Intervention de Pierre-Yves Collombat

Réunion du 13 décembre 2012 à 15h00
Recouvrement sur succession des sommes versées au titre de l'allocation personnalisée d'autonomie — Rejet d'une proposition de loi

Photo de Pierre-Yves CollombatPierre-Yves Collombat :

Madame la présidente, madame la ministre, mes chers collègues, la présente proposition de loi, qui vise à autoriser le recouvrement sur succession des sommes versées au titre de l’allocation personnalisée d’autonomie, l’APA, pour les successions supérieures à 150 000 euros se veut, après d’autres textes et complémentairement à d’autres, vous l’avez compris, un élément de réponse à une urgence.

L’urgence, les conseillers, encore généraux, la rencontrent à chaque débat budgétaire quand, invariablement, ils constatent non seulement l’augmentation des dépenses d’allocation personnalisée d’autonomie, mais, plus inquiétant encore, l’écart entre les charges de la collectivité et la compensation de l’État.

La tendance est ancienne et structurelle – j’y reviendrai –, mais jusque-là, la dynamique des recettes permettait de combler le trou, dans la plupart des départements.

La réforme des finances locales en pleine crise financière ne le permet plus, au point que le Gouvernement a dû créer un fonds d’urgence doté de 170 millions d’euros pour aider les départements les plus en difficulté. Cette mesure, certes bienvenue, ne résout rien, alors que la situation financière de ces collectivités se dégrade d’exercice en exercice.

Cette situation, vous la connaissez : des compensations et des recettes de cotisation sur la valeur ajoutée des entreprises, la CVAE, moins dynamiques que feu la taxe professionnelle ; la perte des recettes de taxe d’habitation ; l’effondrement, puis le « yoyo », des droits de mutation ; et, pour que la coupe soit bien vide, le gel des dotations d’État au motif que les collectivités territoriales doivent contribuer au redressement des finances publiques, même si l’on ne sait toujours pas en quoi elles auraient pu être à l’origine de leur dégradation.

Signe de l’urgence à agir, l’appel des présidents de conseils généraux lors de leur dernier congrès à « engager une réflexion et une véritable négociation sur des financements durables et pérennes de la perte d’autonomie et de la dépendance pour une application dès la loi de finances 2014. » La réponse de l’écho tarde. Peut-être l’aurons-nous ce soir…

La contribution sur les pensions de retraites, d’invalidité et sur les préretraites, ou CASA, contribution additionnelle de solidarité pour l’autonomie, créée par l’article 16 de la loi de financement de la sécurité sociale pour 2013 n’est pas une réponse, pour les départements en tout cas, puisque, si j’ai bien compris le tour de passe-passe, l’abondement de la section II de la Caisse nationale de solidarité pour l’autonomie, la CNSA, qui les finance, est compensé par une ponction équivalente.
--*--
• _Consigne_:
Reprends tout le discours sur l'allocation personnalisée d'autonomie depuis « Cette situation, vous » jusqu'à « de leur dégradation. », en remplaçant « taxe professionnelle » par « taxe foncière ». Le matériel qui suit n'a rien à voir avec le discours.
--*--
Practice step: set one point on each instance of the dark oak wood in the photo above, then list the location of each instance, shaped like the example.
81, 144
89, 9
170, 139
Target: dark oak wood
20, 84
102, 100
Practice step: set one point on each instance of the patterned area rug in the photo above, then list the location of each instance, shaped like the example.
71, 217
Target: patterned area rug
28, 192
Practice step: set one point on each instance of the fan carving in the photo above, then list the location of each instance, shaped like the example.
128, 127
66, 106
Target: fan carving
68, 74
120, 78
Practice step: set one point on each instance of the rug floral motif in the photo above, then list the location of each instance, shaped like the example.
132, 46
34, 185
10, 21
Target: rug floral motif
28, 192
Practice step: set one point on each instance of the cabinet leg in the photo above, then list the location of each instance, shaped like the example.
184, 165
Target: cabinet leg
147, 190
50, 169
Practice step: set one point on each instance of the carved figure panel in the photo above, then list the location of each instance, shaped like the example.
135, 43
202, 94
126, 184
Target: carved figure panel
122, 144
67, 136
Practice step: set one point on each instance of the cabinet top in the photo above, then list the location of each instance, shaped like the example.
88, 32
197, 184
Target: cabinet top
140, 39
--*--
• _Réponse complète_:
Cette situation, vous la connaissez : des compensations et des recettes de cotisation sur la valeur ajoutée des entreprises, la CVAE, moins dynamiques que feu la taxe foncière ; la perte des recettes de taxe d’habitation ; l’effondrement, puis le « yoyo », des droits de mutation ; et, pour que la coupe soit bien vide, le gel des dotations d’État au motif que les collectivités territoriales doivent contribuer au redressement des finances publiques, même si l’on ne sait toujours pas en quoi elles auraient pu être à l’origine de leur dégradation.